Task objective:
Could you return every line of the material that contains the word "moon"?

Given data:
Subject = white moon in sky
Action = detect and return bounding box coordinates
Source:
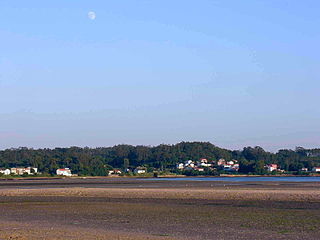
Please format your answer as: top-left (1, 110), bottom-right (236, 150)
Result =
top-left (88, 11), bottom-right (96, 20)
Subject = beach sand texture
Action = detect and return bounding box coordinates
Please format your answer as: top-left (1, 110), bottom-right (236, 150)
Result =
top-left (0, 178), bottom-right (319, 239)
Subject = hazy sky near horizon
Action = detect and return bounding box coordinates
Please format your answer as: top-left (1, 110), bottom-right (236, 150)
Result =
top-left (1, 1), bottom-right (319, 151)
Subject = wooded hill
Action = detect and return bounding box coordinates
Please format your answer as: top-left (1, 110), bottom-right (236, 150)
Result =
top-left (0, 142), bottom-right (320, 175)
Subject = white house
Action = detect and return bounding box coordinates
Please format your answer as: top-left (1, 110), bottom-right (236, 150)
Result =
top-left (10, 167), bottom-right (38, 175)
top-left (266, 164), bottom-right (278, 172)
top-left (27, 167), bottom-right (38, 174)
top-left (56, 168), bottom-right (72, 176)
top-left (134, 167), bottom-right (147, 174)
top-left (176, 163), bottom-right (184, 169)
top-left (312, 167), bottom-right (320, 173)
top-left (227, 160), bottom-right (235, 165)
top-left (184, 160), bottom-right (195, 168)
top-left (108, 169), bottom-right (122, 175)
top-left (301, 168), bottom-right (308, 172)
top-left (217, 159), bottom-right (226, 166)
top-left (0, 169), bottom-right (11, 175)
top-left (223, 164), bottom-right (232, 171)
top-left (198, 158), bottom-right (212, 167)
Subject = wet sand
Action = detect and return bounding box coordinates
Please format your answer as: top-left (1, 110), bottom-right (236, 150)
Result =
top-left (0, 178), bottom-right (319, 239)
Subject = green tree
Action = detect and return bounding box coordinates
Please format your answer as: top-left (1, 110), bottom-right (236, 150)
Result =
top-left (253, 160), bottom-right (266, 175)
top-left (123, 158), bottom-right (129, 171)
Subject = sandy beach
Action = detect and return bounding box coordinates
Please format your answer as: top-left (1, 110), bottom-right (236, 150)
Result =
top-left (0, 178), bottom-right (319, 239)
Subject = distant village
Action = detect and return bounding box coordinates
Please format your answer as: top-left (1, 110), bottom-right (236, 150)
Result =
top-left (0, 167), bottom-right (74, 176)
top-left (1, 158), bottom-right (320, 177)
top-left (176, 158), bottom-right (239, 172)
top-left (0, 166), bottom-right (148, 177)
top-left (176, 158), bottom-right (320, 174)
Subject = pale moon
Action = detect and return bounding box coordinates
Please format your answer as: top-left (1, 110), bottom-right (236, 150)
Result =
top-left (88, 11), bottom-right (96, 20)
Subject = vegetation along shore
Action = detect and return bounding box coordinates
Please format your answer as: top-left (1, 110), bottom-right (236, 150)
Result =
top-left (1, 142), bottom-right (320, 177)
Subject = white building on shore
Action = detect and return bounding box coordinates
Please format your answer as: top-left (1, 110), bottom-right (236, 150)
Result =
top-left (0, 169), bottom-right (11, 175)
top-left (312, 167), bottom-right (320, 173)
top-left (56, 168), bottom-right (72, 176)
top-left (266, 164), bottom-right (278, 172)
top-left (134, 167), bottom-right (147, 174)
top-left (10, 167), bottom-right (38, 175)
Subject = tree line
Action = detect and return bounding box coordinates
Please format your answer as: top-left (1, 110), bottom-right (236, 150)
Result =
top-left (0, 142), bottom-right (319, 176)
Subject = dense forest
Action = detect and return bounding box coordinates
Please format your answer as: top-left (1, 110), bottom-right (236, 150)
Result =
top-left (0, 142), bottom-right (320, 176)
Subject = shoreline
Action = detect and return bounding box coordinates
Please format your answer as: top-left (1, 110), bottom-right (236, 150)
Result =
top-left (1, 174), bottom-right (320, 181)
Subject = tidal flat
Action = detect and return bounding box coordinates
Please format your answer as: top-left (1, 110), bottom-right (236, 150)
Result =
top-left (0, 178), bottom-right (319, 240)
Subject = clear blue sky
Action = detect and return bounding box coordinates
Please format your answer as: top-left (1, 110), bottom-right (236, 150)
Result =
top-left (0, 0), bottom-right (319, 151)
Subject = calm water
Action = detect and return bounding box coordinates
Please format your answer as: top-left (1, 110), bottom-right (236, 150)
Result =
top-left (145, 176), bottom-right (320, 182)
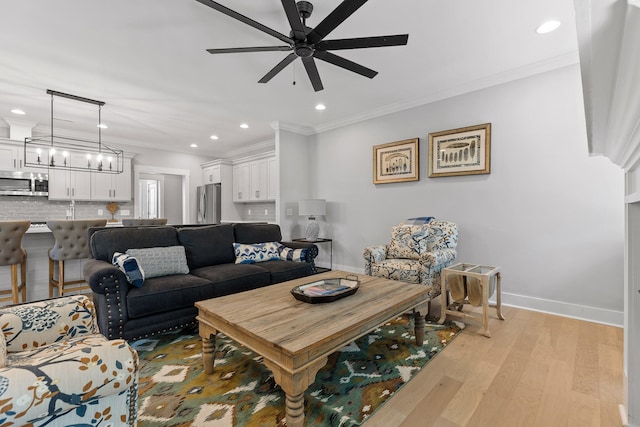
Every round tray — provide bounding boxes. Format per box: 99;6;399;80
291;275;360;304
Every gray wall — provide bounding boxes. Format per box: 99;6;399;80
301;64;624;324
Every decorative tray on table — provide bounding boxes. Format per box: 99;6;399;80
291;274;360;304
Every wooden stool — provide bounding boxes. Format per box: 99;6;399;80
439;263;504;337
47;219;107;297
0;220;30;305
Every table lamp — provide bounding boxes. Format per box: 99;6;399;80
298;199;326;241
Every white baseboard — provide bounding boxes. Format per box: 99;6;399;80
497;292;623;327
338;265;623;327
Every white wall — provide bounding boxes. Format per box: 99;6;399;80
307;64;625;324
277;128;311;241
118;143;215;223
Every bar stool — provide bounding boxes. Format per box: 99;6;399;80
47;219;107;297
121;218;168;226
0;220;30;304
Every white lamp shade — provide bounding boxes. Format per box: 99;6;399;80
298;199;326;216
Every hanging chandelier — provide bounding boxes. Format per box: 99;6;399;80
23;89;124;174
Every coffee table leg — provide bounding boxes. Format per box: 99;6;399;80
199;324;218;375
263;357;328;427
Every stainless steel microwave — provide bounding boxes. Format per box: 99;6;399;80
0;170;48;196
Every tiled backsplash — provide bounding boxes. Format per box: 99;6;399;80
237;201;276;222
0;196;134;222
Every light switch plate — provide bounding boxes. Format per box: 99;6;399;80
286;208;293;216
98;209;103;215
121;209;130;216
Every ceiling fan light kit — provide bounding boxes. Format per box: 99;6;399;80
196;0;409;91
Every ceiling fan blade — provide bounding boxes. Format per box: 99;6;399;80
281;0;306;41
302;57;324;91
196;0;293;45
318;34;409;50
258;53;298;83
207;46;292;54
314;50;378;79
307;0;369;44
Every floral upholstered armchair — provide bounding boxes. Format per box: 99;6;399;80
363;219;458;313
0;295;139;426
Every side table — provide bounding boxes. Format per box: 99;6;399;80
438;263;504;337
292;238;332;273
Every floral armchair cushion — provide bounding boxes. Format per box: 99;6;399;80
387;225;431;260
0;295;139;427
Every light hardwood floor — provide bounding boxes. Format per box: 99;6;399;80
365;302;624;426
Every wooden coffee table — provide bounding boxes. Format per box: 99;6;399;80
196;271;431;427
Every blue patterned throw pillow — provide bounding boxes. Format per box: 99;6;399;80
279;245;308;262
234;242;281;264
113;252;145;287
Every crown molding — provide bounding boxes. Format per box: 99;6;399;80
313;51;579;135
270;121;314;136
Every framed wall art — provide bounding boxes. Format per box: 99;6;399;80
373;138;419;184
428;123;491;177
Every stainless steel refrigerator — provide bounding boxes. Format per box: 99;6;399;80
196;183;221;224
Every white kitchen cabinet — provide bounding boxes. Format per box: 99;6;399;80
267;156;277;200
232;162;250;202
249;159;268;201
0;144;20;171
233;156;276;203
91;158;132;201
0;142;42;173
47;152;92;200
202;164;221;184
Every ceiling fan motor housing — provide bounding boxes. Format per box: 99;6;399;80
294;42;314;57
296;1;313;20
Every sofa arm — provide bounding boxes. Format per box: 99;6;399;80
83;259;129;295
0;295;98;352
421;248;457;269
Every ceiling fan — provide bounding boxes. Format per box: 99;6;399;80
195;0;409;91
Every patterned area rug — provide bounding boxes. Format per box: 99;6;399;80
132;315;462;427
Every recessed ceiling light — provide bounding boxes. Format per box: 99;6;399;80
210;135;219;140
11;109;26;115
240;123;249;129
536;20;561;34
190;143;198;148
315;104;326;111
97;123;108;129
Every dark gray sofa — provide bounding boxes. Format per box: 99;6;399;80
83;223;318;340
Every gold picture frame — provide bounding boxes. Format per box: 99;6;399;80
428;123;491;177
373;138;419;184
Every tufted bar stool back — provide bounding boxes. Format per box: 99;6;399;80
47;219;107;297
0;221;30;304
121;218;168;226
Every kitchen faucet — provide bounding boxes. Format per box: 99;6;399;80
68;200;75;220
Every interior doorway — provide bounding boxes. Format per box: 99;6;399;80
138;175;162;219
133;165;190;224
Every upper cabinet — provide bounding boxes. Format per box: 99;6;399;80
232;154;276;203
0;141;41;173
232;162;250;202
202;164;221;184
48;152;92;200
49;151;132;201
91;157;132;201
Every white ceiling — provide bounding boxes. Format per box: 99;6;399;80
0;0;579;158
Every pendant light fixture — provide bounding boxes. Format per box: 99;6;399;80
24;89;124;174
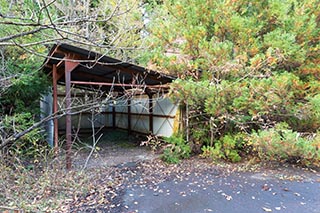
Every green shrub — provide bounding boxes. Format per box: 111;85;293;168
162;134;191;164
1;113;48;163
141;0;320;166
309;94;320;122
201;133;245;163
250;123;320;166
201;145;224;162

Exercise answer:
Subject = white moon in sky
Subject = pale moon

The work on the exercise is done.